↓↓↓

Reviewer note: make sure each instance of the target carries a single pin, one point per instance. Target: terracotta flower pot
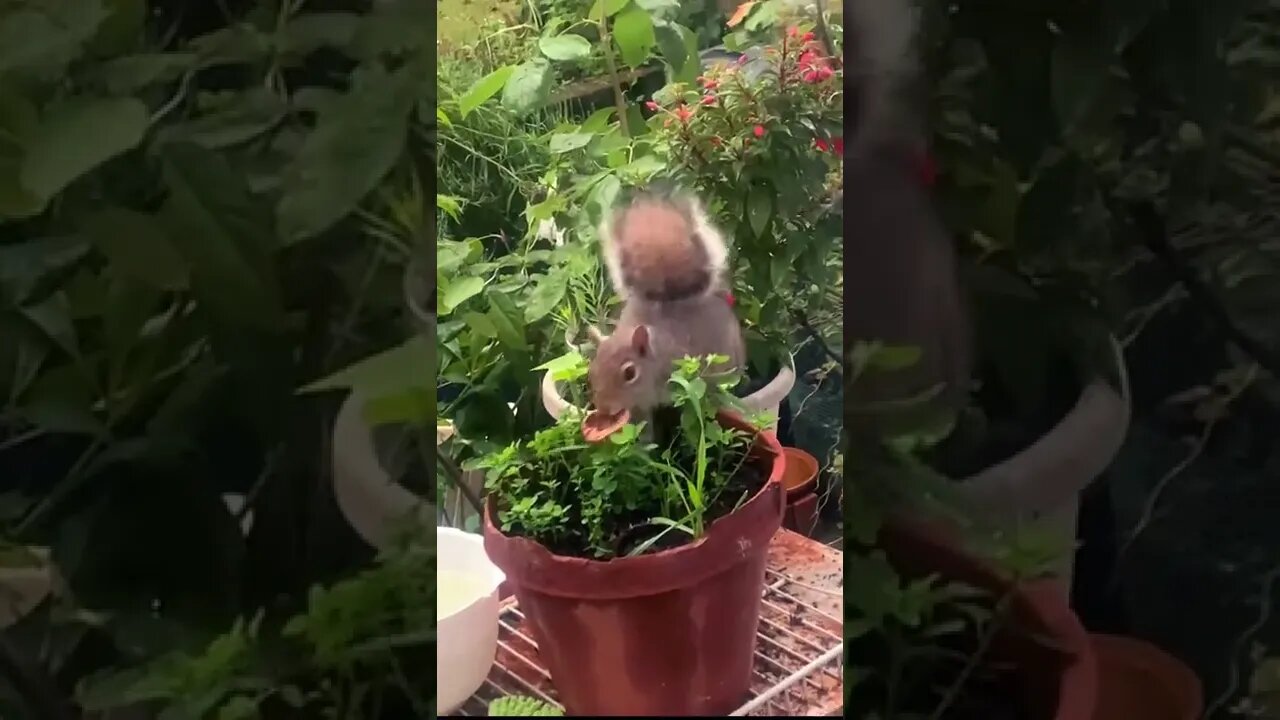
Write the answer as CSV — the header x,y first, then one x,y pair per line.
x,y
800,481
1141,682
1050,651
668,633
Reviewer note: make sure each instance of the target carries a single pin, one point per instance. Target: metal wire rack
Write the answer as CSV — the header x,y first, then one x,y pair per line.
x,y
799,668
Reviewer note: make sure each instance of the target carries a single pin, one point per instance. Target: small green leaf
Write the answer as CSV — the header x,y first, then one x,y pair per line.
x,y
759,208
604,192
671,44
458,292
311,31
567,141
634,33
240,119
224,235
1079,73
606,8
136,246
132,73
356,142
484,89
387,373
508,320
529,86
480,324
77,136
545,296
566,367
565,46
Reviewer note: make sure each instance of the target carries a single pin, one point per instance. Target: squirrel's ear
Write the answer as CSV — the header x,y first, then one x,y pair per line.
x,y
640,340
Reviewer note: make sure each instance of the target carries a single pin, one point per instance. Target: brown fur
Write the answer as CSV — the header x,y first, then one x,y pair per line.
x,y
668,261
661,255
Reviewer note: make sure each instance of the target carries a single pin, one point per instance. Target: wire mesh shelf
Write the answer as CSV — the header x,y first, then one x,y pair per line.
x,y
799,654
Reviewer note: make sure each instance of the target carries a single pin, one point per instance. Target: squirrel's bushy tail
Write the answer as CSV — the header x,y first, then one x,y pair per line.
x,y
663,249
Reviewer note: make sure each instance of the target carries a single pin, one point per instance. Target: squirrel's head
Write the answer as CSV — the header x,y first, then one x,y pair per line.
x,y
622,374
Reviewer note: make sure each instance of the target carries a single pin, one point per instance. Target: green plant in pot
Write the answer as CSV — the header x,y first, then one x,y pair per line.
x,y
639,565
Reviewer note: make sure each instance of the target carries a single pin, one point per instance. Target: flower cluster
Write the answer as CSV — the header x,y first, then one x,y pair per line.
x,y
726,112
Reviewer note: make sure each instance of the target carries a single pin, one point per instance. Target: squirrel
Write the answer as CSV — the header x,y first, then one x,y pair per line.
x,y
903,273
667,263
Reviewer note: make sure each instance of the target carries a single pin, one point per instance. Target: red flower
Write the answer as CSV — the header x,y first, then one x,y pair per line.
x,y
813,67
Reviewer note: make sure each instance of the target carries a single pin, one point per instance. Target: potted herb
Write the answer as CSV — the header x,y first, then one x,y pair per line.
x,y
640,565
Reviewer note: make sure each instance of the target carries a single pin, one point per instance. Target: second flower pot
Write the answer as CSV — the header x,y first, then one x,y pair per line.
x,y
663,634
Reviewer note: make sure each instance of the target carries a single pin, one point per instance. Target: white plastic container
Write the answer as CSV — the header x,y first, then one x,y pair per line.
x,y
467,638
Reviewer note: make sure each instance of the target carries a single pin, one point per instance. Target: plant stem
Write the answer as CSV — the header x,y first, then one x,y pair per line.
x,y
618,100
1155,237
455,474
976,659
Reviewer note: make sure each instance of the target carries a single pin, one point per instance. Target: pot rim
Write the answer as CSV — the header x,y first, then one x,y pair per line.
x,y
929,546
767,399
728,540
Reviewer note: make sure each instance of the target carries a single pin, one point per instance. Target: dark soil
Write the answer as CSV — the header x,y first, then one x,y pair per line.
x,y
929,669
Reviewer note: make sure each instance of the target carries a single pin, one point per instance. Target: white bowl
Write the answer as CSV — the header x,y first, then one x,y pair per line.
x,y
467,639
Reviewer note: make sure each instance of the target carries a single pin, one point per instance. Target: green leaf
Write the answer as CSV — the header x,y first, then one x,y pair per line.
x,y
32,269
309,32
132,73
567,141
136,247
225,237
565,46
529,86
759,208
385,373
484,89
397,384
122,28
1080,69
604,192
606,8
356,142
566,367
457,292
40,44
545,296
242,118
634,35
508,320
77,136
18,122
675,53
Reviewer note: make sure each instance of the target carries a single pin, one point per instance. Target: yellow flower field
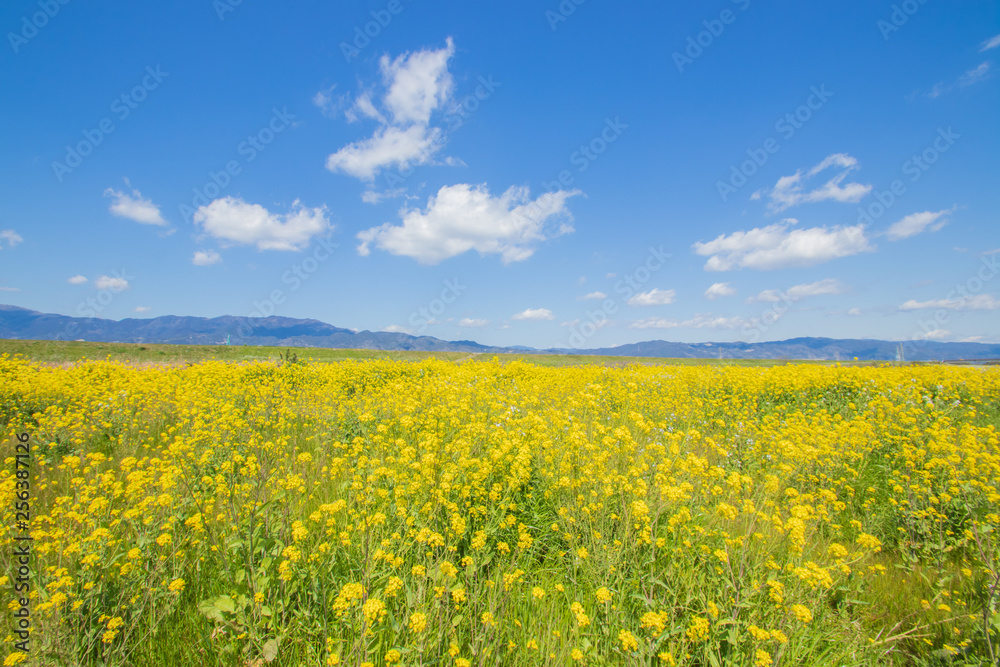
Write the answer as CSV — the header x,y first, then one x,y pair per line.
x,y
435,513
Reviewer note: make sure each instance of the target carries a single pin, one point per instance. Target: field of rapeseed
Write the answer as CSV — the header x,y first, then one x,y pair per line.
x,y
434,513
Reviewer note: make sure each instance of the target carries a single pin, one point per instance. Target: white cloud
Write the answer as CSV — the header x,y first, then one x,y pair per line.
x,y
654,297
972,76
534,314
975,75
416,85
719,290
797,292
11,237
466,217
114,284
917,223
790,190
134,207
233,220
991,43
389,146
778,247
206,258
699,321
977,302
328,104
373,197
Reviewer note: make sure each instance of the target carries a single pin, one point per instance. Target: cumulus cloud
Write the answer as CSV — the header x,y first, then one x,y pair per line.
x,y
389,146
134,207
976,302
113,283
719,290
917,223
11,237
699,321
232,220
797,292
654,297
978,73
328,103
416,85
534,314
466,217
791,190
778,246
206,258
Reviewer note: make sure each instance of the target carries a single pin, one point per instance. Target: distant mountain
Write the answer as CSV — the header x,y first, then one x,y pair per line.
x,y
22,323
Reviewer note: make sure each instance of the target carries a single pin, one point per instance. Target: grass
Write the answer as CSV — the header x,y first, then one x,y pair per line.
x,y
61,352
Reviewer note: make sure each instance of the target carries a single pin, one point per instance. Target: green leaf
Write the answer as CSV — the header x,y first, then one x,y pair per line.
x,y
270,651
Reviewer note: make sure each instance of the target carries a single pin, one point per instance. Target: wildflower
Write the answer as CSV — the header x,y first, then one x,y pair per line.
x,y
418,622
801,612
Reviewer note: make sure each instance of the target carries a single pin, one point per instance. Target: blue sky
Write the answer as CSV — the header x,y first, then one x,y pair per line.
x,y
526,173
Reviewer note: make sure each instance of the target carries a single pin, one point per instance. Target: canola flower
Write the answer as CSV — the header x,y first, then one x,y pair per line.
x,y
431,513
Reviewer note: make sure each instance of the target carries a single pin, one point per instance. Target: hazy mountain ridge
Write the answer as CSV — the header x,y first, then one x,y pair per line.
x,y
22,323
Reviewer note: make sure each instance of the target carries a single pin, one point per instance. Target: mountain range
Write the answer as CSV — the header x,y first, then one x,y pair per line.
x,y
26,324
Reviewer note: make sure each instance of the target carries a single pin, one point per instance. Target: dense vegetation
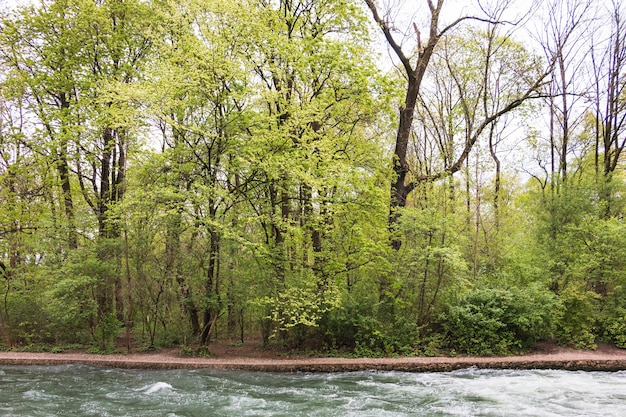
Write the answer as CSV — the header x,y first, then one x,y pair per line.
x,y
175,172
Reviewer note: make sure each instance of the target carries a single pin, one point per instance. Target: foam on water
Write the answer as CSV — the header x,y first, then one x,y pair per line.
x,y
156,387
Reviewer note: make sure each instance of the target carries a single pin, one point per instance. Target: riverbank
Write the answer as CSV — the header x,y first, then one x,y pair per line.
x,y
606,358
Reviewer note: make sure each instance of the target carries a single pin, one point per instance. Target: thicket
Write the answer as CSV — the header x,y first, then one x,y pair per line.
x,y
178,173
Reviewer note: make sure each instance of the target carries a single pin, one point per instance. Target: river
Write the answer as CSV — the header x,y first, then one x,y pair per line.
x,y
80,390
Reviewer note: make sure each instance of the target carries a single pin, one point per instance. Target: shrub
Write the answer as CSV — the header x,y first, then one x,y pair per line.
x,y
578,317
498,321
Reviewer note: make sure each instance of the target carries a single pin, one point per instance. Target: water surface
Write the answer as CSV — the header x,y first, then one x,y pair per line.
x,y
79,390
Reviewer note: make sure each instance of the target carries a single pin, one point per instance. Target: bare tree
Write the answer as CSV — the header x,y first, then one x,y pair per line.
x,y
414,67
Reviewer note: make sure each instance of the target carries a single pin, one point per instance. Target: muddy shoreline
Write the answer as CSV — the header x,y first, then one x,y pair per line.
x,y
566,360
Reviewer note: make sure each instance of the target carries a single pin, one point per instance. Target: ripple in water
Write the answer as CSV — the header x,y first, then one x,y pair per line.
x,y
76,390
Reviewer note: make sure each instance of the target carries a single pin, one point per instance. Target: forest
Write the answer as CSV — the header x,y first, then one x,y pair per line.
x,y
365,177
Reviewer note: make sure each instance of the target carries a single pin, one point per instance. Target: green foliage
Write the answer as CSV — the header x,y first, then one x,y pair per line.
x,y
495,321
576,326
615,326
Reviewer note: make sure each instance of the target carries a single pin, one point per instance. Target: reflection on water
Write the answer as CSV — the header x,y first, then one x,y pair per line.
x,y
77,390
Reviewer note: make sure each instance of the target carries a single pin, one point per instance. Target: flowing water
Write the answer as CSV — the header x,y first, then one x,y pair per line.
x,y
78,390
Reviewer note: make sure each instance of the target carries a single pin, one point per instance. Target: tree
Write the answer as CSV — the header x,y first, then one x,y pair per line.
x,y
414,69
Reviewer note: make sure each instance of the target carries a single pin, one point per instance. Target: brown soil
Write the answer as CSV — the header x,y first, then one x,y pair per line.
x,y
248,356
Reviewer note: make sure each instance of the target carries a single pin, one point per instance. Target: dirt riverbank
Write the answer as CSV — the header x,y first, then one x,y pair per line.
x,y
605,358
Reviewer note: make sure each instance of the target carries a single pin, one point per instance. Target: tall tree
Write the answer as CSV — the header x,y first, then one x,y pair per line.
x,y
414,69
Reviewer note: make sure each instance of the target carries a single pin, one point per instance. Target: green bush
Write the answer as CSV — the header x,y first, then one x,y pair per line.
x,y
615,327
578,317
498,321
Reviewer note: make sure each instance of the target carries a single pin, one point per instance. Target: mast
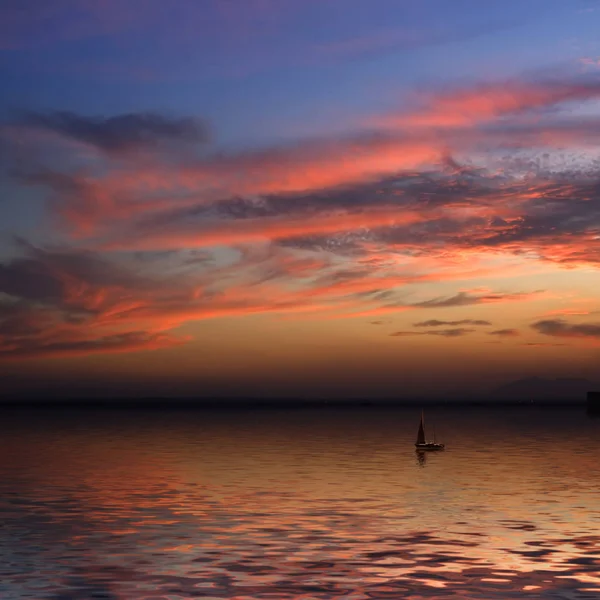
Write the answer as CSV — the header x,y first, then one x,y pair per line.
x,y
421,433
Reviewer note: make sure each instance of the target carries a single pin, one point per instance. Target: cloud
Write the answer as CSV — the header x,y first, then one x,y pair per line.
x,y
484,102
121,133
466,299
436,323
505,332
562,328
449,333
134,341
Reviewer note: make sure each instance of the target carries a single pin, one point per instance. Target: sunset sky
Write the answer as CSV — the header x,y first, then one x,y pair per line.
x,y
298,197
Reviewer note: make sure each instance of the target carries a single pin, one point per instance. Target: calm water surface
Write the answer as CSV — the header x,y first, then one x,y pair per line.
x,y
309,504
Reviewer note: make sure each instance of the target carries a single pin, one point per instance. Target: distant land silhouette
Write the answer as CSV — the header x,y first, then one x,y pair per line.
x,y
565,391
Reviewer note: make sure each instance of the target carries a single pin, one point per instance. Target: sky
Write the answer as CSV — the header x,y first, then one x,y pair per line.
x,y
318,198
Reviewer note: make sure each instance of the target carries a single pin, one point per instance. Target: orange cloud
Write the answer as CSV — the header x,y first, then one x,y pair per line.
x,y
486,102
231,232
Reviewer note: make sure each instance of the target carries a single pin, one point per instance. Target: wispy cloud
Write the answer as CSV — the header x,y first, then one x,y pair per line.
x,y
467,299
436,323
505,332
448,333
119,134
562,328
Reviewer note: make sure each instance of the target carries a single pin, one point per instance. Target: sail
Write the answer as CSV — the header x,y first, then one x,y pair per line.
x,y
421,434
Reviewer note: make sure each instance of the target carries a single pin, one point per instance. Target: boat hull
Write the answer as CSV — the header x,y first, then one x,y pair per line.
x,y
429,447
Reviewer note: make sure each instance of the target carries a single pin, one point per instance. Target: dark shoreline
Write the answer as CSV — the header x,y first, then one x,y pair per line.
x,y
192,404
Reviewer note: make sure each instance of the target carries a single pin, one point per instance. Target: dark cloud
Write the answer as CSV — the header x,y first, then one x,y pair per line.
x,y
465,299
562,328
120,133
123,342
62,277
505,332
436,323
449,333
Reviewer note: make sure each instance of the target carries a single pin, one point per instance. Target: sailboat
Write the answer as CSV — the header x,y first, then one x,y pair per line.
x,y
421,443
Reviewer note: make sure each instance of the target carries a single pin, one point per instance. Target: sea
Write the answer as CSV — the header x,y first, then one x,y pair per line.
x,y
299,504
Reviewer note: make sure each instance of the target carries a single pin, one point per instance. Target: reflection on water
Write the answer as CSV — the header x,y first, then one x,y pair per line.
x,y
311,505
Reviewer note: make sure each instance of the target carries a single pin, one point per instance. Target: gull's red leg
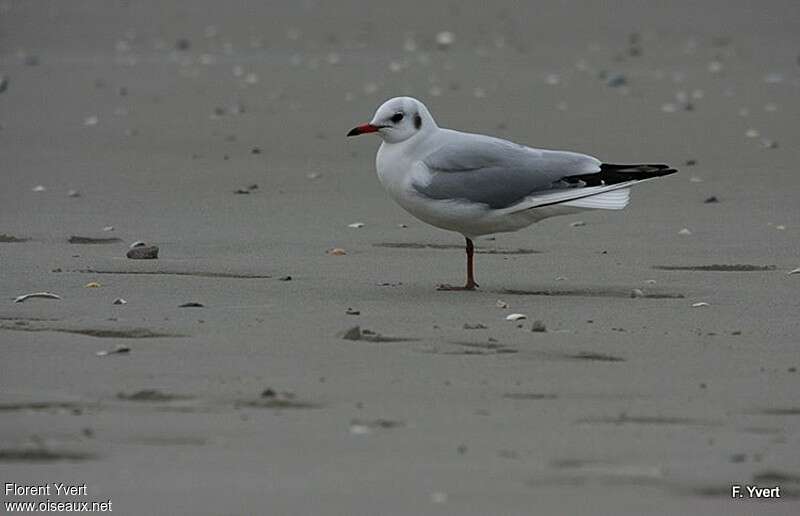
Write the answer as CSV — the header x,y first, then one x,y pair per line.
x,y
471,285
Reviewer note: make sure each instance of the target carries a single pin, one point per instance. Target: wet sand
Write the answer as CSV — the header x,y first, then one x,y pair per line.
x,y
253,403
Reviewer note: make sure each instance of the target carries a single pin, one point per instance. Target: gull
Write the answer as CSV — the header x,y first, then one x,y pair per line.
x,y
479,185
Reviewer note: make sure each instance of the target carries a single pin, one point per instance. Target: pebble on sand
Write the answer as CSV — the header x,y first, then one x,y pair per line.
x,y
143,252
119,350
637,292
353,333
538,327
43,295
476,326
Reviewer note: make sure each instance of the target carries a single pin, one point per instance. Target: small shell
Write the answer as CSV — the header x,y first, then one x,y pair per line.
x,y
445,39
45,295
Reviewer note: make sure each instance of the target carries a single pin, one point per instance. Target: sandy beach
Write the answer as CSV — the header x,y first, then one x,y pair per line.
x,y
668,371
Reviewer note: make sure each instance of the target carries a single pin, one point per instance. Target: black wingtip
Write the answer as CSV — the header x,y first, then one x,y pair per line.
x,y
611,173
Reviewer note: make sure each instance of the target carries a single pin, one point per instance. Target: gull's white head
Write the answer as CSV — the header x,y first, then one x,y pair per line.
x,y
397,120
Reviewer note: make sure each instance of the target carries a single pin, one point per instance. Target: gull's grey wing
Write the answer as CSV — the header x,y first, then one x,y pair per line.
x,y
497,172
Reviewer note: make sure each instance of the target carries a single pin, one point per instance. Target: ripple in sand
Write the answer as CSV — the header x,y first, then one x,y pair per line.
x,y
529,396
717,268
478,250
624,419
42,454
152,395
40,406
102,333
592,292
200,274
11,239
91,240
780,411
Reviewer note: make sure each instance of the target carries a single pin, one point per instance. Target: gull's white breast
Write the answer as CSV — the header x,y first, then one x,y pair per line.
x,y
400,165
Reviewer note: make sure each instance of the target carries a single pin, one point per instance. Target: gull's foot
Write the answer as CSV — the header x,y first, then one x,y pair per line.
x,y
446,287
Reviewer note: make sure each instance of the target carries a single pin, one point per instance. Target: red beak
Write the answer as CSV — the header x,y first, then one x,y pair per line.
x,y
363,129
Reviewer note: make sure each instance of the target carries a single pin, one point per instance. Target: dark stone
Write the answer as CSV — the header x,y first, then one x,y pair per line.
x,y
148,252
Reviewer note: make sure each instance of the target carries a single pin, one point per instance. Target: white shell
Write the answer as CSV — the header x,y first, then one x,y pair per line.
x,y
45,295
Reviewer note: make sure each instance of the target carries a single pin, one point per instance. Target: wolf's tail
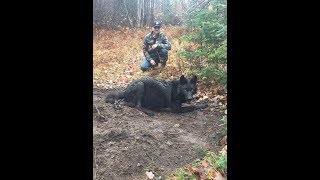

↑↑↑

Out of the material above, gather each line where "wire" appears.

Reviewer note: make sure each instance of the target carries a single pin, one point per instance. Target: metal wire rack
Reviewer note: make sure each instance of the target carries a single pin, one point per instance. Target: wire mesh shelf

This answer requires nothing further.